## Task instructions
Please reproduce exactly the lines from the start of the records through the one containing "like x=65 y=216.", and nothing more.

BEGIN Data for this exercise

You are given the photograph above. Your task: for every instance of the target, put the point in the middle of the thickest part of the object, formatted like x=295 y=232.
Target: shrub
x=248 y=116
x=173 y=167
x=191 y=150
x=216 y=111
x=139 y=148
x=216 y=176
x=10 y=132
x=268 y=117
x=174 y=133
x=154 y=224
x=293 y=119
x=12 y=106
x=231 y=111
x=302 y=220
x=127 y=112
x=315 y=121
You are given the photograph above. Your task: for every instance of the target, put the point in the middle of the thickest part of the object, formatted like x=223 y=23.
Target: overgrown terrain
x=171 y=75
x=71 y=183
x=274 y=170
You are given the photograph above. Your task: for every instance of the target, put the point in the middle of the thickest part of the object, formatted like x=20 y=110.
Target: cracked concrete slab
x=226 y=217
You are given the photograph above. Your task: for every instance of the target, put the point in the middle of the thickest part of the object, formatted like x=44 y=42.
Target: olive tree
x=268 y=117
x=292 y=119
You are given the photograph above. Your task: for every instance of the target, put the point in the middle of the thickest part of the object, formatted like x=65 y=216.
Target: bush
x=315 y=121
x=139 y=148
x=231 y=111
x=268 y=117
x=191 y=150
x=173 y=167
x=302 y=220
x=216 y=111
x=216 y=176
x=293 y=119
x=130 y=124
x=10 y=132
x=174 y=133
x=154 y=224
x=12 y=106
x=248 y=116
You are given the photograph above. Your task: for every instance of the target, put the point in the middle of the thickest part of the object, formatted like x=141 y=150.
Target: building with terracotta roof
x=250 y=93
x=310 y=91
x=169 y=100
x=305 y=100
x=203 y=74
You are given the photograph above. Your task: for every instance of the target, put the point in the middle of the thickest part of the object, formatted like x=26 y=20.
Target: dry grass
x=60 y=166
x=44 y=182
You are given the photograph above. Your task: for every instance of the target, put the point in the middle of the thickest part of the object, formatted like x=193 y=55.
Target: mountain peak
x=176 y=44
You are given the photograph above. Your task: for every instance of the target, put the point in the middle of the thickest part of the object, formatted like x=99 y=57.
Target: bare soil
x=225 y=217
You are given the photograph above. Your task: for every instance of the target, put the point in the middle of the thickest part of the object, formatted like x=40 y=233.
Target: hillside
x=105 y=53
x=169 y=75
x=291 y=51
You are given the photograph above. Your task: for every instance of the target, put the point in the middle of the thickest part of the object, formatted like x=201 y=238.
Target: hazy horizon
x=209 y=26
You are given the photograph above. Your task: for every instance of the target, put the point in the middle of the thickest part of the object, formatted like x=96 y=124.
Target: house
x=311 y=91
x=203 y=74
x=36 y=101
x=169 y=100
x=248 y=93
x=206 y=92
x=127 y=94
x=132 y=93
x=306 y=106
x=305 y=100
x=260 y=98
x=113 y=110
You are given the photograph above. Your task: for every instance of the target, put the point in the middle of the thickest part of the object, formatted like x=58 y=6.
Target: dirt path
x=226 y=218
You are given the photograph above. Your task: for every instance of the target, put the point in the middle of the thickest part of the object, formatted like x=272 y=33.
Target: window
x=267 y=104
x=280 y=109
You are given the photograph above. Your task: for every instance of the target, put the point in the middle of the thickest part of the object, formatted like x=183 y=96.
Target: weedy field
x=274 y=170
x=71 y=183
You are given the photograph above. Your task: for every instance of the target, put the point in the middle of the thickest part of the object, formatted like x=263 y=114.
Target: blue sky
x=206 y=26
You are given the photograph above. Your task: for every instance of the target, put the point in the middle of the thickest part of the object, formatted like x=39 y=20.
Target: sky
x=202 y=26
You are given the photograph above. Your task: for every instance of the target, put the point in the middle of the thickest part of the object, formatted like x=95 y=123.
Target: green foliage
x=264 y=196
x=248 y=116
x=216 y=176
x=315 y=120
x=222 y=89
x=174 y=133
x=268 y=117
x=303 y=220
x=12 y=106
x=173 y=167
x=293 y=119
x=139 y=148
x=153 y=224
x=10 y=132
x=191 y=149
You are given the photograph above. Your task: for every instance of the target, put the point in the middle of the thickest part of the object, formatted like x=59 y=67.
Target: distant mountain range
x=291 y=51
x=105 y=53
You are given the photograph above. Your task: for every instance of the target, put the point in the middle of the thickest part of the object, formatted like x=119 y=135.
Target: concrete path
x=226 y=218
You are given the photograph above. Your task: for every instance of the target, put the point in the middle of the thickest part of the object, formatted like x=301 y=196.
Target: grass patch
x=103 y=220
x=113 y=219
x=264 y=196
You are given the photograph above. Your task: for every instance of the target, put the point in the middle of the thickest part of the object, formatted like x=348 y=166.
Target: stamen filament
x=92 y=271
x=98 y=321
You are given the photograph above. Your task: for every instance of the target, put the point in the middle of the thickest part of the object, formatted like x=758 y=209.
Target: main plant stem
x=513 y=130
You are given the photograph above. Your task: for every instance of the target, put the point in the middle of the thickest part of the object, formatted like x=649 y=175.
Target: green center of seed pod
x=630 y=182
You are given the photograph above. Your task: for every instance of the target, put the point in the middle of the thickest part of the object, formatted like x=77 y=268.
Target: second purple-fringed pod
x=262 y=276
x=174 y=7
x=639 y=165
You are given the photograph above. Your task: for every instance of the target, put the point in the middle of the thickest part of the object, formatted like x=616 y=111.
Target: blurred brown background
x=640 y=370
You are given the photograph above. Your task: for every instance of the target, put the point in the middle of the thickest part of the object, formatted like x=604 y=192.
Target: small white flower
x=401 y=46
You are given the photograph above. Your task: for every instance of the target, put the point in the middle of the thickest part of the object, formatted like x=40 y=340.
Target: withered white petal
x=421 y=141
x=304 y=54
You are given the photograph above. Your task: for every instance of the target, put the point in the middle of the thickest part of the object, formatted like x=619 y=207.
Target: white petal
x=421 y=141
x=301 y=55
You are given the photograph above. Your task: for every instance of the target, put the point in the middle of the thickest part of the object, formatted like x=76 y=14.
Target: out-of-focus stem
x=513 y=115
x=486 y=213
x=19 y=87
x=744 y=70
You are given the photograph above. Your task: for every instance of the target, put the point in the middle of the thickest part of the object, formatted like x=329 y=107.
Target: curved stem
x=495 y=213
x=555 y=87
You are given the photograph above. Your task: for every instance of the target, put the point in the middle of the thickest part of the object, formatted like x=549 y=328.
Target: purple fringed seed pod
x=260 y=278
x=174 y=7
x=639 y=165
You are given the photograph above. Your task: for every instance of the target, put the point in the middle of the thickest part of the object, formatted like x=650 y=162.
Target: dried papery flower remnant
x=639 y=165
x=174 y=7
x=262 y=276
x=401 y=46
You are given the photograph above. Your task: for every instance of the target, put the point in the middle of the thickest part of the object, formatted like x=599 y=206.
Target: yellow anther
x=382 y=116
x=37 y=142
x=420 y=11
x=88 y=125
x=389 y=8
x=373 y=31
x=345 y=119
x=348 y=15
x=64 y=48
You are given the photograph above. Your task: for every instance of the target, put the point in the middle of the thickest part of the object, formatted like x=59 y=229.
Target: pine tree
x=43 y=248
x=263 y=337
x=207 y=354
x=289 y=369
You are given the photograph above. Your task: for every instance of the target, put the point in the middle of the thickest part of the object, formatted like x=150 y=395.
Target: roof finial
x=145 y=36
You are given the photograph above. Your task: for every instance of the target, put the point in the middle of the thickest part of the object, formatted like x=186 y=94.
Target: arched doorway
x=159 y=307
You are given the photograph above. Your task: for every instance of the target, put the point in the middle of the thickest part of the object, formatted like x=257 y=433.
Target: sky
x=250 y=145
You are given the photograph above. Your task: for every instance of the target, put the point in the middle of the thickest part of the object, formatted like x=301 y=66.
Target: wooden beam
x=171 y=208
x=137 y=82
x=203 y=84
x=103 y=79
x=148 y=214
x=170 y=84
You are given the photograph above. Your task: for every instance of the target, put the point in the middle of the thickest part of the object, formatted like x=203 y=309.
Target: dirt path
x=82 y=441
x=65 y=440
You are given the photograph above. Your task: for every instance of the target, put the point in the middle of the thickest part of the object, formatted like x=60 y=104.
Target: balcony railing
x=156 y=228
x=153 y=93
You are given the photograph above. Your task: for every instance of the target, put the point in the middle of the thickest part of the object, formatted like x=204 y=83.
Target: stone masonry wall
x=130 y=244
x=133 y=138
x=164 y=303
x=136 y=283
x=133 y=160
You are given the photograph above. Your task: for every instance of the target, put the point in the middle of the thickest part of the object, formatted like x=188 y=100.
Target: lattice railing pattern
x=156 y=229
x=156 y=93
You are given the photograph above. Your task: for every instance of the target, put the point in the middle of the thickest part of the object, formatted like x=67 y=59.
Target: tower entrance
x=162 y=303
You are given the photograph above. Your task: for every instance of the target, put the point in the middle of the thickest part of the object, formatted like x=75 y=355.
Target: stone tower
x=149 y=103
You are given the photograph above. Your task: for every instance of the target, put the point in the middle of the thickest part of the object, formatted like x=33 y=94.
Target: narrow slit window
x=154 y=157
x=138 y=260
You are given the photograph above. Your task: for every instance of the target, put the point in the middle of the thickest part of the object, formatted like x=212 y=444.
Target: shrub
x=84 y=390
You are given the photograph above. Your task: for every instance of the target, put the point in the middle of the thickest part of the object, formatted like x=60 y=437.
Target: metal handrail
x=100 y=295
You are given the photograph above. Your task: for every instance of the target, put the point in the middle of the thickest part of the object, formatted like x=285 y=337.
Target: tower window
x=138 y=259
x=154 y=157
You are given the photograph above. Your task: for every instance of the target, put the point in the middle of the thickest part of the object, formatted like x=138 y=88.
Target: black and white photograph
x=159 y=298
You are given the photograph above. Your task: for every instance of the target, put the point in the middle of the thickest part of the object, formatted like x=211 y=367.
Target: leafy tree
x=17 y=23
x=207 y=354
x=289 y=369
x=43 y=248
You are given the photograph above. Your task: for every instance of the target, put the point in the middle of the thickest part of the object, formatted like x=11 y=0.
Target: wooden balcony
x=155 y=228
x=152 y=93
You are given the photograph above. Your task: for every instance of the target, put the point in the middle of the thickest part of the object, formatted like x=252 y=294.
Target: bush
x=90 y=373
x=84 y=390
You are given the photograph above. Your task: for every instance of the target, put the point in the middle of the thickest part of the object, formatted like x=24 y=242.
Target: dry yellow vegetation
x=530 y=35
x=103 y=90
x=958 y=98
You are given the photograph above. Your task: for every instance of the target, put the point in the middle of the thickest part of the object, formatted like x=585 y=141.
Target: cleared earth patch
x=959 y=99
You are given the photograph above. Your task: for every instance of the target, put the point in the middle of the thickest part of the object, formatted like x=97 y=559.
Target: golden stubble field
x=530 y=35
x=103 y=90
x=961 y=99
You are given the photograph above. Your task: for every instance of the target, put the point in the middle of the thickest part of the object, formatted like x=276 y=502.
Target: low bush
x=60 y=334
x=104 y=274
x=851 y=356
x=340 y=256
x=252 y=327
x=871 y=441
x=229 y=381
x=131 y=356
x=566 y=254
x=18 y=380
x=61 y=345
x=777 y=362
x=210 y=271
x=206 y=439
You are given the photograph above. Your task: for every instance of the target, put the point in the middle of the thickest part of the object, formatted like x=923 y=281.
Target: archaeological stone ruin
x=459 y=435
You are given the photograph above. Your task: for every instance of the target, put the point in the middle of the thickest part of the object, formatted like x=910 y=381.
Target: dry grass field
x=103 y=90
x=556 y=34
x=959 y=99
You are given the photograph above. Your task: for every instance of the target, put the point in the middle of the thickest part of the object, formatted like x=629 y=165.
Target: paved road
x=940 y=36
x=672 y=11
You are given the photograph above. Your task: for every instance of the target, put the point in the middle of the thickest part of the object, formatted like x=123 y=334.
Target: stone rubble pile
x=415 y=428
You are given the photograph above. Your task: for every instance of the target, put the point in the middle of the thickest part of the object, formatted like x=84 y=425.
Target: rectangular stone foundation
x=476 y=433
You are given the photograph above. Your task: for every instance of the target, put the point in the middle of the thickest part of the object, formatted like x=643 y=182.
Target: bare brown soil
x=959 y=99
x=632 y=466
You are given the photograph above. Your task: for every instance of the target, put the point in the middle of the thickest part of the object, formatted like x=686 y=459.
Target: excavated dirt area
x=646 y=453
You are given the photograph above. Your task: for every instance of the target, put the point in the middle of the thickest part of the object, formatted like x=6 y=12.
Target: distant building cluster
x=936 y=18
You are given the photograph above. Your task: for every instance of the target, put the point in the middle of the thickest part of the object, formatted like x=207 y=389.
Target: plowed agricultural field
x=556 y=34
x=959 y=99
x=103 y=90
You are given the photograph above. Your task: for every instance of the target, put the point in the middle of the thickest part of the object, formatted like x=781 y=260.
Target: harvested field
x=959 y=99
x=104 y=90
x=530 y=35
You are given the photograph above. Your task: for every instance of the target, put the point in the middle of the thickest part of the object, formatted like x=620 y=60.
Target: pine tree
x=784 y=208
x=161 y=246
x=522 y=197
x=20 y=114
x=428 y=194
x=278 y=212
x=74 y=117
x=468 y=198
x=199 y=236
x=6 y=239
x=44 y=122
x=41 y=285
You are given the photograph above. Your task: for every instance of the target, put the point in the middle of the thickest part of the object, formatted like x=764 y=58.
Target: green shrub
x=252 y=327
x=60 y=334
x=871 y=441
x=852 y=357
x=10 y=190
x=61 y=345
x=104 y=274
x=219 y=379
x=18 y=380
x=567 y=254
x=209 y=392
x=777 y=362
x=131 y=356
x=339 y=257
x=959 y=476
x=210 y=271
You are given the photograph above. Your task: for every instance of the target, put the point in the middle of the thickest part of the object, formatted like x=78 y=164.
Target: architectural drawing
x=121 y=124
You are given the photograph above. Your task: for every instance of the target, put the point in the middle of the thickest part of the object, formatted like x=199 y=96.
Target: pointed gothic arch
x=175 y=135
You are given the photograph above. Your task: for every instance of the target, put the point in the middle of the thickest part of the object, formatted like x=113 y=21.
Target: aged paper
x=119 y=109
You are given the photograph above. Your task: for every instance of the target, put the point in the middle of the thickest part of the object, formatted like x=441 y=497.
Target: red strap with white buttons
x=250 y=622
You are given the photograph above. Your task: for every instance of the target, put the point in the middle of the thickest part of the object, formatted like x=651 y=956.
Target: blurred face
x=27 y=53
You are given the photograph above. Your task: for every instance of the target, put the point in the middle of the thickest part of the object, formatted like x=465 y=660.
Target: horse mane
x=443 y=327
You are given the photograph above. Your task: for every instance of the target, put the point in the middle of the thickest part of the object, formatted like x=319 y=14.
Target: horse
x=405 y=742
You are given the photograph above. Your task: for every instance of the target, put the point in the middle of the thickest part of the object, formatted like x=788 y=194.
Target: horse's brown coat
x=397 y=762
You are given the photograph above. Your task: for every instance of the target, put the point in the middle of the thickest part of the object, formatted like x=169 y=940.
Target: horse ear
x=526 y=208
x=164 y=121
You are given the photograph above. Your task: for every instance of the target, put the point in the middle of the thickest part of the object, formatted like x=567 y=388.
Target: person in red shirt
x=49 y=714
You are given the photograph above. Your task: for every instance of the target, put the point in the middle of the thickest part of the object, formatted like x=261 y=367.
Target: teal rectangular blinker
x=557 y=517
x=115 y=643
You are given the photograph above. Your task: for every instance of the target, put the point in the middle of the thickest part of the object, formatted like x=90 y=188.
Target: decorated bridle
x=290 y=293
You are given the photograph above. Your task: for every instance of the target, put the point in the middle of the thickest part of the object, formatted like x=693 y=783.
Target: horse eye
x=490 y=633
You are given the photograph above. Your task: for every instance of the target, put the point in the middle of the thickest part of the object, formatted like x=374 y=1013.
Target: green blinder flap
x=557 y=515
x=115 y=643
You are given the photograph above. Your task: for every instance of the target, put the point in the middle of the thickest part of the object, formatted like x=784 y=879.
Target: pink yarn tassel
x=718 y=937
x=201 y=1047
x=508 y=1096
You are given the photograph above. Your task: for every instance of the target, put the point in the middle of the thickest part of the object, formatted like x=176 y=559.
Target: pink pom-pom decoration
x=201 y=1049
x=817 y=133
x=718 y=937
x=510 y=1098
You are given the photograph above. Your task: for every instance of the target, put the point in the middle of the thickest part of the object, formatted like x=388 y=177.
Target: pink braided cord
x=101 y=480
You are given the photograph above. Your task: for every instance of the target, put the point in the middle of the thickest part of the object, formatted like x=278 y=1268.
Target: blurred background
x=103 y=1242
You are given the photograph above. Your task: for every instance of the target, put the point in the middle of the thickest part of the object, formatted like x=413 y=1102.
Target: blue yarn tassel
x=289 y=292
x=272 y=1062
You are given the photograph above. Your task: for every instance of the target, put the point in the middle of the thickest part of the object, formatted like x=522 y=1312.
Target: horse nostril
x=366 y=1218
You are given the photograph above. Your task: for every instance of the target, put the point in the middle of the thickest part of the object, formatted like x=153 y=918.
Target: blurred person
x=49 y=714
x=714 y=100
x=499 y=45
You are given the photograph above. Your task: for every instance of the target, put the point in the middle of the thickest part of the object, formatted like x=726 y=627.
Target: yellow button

END Data for this exercise

## Answer section
You are given the photograph above. Your task: for every instance of the target, put the point in the middle of the thickest part of the object, formatted like x=295 y=232.
Target: shrub
x=248 y=116
x=173 y=167
x=191 y=150
x=216 y=111
x=139 y=148
x=216 y=176
x=10 y=132
x=268 y=117
x=174 y=133
x=154 y=224
x=293 y=119
x=12 y=106
x=231 y=111
x=302 y=220
x=127 y=112
x=315 y=121
You are given the photograph above. Your task: for every instance of the target, put the point in the middle of the thickest part of the object, formatted like x=223 y=23.
Target: overgrown terrain
x=171 y=75
x=71 y=183
x=274 y=170
You are given the photograph above. Your task: for every instance of the target, put the point in the middle of the thickest part of the object, formatted like x=20 y=110.
Target: cracked concrete slab
x=226 y=217
You are given the photograph above. Your task: for every instance of the target, put the point in the middle of the thickest part of the object, formatted like x=44 y=42.
Target: olive tree
x=268 y=117
x=292 y=119
You are given the photograph above. Your task: for every instance of the target, put the point in the middle of the thickest part of the object, formatted like x=65 y=216.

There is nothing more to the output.